• _Instructions for the task_: Write out, unchanged, the part of the rows that opens with the line containing "of the tree" and closes with the final line of the rows.

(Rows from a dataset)
____________________

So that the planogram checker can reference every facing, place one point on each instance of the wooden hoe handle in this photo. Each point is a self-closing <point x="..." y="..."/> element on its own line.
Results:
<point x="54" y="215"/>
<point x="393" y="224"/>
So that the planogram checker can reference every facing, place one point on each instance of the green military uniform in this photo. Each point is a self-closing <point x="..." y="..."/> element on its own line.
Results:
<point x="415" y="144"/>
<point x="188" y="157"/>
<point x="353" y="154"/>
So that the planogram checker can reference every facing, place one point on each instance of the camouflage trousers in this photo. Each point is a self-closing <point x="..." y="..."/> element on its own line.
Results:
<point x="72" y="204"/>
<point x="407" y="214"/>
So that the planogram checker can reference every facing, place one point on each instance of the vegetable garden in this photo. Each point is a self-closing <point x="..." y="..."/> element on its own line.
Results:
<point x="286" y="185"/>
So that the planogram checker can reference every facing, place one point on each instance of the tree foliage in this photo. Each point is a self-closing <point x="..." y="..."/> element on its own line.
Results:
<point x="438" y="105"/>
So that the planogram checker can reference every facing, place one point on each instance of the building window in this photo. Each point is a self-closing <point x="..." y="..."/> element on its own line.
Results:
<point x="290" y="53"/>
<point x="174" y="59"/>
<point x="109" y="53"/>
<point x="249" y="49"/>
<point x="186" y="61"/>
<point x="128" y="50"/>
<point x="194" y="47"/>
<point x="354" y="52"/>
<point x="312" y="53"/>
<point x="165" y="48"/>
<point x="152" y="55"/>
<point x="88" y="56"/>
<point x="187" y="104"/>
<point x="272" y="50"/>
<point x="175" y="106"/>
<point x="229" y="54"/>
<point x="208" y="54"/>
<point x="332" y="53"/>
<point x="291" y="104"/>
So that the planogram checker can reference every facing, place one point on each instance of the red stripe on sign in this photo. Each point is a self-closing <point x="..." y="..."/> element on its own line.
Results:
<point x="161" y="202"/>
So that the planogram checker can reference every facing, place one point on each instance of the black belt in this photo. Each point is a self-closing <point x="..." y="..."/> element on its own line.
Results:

____________________

• _Exercise solution_:
So that the planogram checker can reference every facing, place one point on each instance of the tree foliage in this photo. Each point is a self-closing <point x="..." y="..."/> element on its own line.
Results:
<point x="438" y="105"/>
So that the planogram checker can reference every facing, place one point on each instance of the building window in this photo. Each point is a self-closing <point x="..." y="..."/> element on its own line.
Results:
<point x="290" y="53"/>
<point x="174" y="59"/>
<point x="109" y="53"/>
<point x="249" y="49"/>
<point x="186" y="61"/>
<point x="128" y="50"/>
<point x="194" y="47"/>
<point x="354" y="52"/>
<point x="312" y="53"/>
<point x="165" y="48"/>
<point x="152" y="55"/>
<point x="88" y="56"/>
<point x="187" y="104"/>
<point x="272" y="50"/>
<point x="175" y="106"/>
<point x="229" y="54"/>
<point x="208" y="54"/>
<point x="332" y="53"/>
<point x="291" y="104"/>
So that the planogram checker can reference every facing, place one point on each instance of the red stripe on sign in this photo. Each point is a self-closing <point x="..." y="..."/> element on its own line.
Results:
<point x="161" y="202"/>
So that the planogram checker can reference every facing, place one point on each instance of the black belt in this photo. Each point is a self-closing <point x="..." y="..."/> element on its own line.
Results:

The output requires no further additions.